| Required tasks |
#1 Summarize the article excerpt on otoferlin hearing loss and Regeneron in two sentences.
#2 Answer these questions from the article excerpt on otoferlin hearing loss and Regeneron:
(a) About how many children are born with otoferlin-driven hearing loss each year?
(b) What was Regeneron's first approved medicine, and in what year was it approved?
(c) At which company did Whitton head up R&D while working with Regeneron?

[Extract Boundary: Start]

Only around 20 to 50 children are born with otoferlin-driven hearing loss each year, including Travis. The condition requires inheriting two faulty copies of the otoferlin gene, one from mom and one from dad.

“We went to a ton of audiologists over the first couple months, and they were all very puzzled,” Travis’ mother, Sierra, told Fierce. Nobody else in the family is deaf, and genetic hearing loss is so rare that she had to advocate fiercely to get Travis tested for it at all.

“He had jaundice. He was premature. There's probably a million other reasons why he's deaf,” Smith recalled the doctor saying. But sure enough, when her pushing finally resulted in a genetic test, Smith was right. And after reaching out to as many doctors as she could find and “a million screening tests,” Travis was able to enter Regeneron’s trial. 

 

A new beginning

 

It took 20 years from the time of Regeneron’s 1988 founding until its first medicine, the interleukin-1 blocker Arcalyst, was approved for a group of rare inflammatory diseases in 2008. With that as a baseline, the pharma’s first gene therapy approval after eight years of work is speedy.

The effort to build up a genetic medicine portfolio began in earnest with a collection of collaborations, Whitton said, spanning multiple modalities and with many different early-stage biotechs. Decibel Therapeutics, where Whitton headed up R&D at the time, was one of them.

“I was working with Regeneron basically the entire time,” Whitton recalled. “We had to do everything from the beginning on really building out these technologies together.”

By working with many different partners, Regeneron was able to piece together a plan of which programs represented a viable future in genetic medicines, he said.

[Extract Boundary: End]
[Dataset Boundary: Start]

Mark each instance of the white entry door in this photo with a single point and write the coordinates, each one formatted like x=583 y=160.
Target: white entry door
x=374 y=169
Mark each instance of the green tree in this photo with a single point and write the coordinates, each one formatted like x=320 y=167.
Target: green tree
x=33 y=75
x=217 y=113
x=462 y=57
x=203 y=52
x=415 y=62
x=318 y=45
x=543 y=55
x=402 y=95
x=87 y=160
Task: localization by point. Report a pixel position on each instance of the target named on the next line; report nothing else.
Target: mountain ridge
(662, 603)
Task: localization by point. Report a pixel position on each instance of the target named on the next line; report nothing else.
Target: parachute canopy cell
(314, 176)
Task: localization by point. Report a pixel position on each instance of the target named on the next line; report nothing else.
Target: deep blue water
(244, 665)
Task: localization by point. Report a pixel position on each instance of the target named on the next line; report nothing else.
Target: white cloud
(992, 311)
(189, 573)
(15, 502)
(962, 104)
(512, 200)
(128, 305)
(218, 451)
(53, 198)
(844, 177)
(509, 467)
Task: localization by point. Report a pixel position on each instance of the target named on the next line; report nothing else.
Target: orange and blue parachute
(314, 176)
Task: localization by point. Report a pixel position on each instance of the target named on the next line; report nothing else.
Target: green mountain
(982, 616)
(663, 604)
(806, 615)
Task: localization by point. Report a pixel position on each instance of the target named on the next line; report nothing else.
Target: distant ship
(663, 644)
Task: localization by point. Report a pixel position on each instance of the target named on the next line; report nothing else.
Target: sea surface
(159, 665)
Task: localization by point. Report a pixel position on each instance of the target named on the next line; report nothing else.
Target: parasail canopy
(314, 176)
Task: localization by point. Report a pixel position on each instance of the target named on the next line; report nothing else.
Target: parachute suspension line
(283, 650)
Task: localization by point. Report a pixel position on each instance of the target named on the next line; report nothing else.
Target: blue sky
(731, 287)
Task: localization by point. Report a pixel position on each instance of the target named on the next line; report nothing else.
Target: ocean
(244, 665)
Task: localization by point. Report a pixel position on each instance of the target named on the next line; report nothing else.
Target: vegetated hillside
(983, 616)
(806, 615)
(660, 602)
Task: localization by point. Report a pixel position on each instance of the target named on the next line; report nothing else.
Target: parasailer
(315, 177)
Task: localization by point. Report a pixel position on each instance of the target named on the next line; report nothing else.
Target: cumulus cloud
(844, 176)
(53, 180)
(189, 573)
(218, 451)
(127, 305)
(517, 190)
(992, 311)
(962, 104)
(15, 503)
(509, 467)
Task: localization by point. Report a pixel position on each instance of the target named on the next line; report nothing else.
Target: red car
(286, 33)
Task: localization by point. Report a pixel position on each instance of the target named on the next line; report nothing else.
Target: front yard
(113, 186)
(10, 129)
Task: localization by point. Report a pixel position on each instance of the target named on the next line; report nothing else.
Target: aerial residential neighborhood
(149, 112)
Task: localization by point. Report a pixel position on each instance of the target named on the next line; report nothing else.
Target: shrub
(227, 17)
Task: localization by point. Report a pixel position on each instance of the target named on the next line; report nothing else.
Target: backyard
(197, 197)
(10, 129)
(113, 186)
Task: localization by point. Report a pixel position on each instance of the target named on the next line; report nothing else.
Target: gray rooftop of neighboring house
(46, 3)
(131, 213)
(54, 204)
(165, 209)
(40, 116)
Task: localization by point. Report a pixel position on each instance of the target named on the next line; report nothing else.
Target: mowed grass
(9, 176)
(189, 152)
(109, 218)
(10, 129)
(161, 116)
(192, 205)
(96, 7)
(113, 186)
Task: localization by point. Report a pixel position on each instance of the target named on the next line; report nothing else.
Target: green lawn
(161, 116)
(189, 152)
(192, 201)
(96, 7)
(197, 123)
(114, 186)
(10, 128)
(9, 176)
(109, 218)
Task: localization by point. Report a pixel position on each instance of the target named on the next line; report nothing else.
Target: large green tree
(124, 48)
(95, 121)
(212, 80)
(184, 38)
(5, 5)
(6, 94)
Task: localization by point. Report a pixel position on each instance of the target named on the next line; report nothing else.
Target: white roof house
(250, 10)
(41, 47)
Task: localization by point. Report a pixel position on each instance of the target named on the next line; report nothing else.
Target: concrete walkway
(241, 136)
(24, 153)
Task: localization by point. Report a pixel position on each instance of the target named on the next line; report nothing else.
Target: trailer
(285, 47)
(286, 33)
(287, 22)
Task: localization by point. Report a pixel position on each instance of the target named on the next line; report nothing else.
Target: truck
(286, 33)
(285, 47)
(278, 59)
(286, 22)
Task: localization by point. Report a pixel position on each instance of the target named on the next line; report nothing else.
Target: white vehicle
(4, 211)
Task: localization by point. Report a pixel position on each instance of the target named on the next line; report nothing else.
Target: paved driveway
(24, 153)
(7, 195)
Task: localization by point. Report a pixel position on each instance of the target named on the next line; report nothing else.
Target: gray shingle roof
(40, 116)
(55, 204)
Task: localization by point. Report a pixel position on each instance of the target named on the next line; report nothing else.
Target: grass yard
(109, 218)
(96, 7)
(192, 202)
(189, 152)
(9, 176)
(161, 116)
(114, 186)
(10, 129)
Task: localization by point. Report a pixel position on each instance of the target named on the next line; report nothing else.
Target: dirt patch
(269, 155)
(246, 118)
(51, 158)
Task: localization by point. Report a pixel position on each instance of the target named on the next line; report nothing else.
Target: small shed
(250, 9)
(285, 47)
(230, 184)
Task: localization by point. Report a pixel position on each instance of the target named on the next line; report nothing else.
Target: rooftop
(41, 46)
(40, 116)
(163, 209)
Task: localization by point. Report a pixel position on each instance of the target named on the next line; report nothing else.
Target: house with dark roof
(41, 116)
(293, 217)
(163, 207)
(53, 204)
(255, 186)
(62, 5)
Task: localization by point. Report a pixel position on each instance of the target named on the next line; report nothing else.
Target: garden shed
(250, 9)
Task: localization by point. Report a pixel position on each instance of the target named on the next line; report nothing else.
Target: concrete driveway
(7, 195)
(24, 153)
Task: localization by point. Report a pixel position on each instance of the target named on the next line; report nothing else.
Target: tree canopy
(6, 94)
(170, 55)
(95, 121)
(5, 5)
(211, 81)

[Dataset Boundary: End]

| Results of the tasks |
#1 Travis is one of only about 20 to 50 children born each year with otoferlin-driven hearing loss, a condition that requires inheriting two faulty copies of the otoferlin gene, and his mother had to advocate fiercely to get him genetically tested before he entered Regeneron's trial. Regeneron, whose first medicine took 20 years from its founding to be approved, built its genetic medicine portfolio through collaborations with many early-stage biotechs, including Decibel Therapeutics.

#2
(a) Around 20 to 50.
(b) Arcalyst, an interleukin-1 blocker, approved in 2008.
(c) Decibel Therapeutics.